*** DOCUMENT TEXT ***
NatWest Group is facing a £2m-plus compensation claim after a London tribunal ruled it had discriminated against an employee and unfairly dismissed her two days after cancer surgery, her lawyer have said.
Adeline Willis, a 44-year-old risk and compliance officer who had worked at the bank for more than six years, said she was physically and emotionally in turmoil after being made redundant in 2020, eight months after a bowel cancer diagnosis.
The tribunal ruled that a recorded telephone call a few weeks after her diagnosis, in which Willis’s managers sought advice from the human resources department about terminating a secondment early because she was due to take time off for cancer treatment, was clear evidence of discriminatory intent.
“This has been a harrowing experience for my client, who did not deserve the appalling treatment that she endured at the hands of one of this country’s largest and best-resourced employers,” said Will Clayton, a lawyer at Constantine Law, who represents Willis.
*** End of DOCUMENT TEXT ***
*** GIVEN INFORMATION ***
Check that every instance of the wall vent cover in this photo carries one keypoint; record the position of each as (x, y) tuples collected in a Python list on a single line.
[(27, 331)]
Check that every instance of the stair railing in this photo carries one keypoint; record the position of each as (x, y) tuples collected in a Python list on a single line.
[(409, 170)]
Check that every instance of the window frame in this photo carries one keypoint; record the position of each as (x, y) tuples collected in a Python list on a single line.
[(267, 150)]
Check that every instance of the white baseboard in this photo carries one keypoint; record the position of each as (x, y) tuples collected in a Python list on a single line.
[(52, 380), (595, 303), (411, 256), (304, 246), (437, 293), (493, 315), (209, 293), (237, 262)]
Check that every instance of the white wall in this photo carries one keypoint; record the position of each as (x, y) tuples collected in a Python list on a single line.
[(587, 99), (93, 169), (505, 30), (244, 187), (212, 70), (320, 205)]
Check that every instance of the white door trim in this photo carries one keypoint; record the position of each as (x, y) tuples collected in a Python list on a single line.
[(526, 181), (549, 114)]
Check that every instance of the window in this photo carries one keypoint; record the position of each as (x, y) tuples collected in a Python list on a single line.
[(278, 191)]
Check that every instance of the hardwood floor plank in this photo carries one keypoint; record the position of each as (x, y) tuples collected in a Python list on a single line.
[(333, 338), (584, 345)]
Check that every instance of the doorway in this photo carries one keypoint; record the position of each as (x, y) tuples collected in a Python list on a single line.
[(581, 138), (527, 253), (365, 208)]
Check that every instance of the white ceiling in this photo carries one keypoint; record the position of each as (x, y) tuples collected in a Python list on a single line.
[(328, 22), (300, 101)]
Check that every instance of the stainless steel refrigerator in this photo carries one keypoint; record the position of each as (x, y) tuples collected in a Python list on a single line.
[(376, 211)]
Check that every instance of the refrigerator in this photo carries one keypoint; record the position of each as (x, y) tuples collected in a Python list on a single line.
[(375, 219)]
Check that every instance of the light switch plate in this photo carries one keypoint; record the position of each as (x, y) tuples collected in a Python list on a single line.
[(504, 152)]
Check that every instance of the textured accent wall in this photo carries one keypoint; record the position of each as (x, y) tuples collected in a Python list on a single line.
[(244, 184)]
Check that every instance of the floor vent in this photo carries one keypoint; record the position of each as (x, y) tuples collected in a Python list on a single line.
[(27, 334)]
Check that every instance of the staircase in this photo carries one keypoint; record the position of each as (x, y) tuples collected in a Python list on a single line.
*** End of GIVEN INFORMATION ***
Transcribe the passage of the NatWest tribunal article that runs from "The tribunal ruled" up to and including "of discriminatory intent.".

The tribunal ruled that a recorded telephone call a few weeks after her diagnosis, in which Willis’s managers sought advice from the human resources department about terminating a secondment early because she was due to take time off for cancer treatment, was clear evidence of discriminatory intent.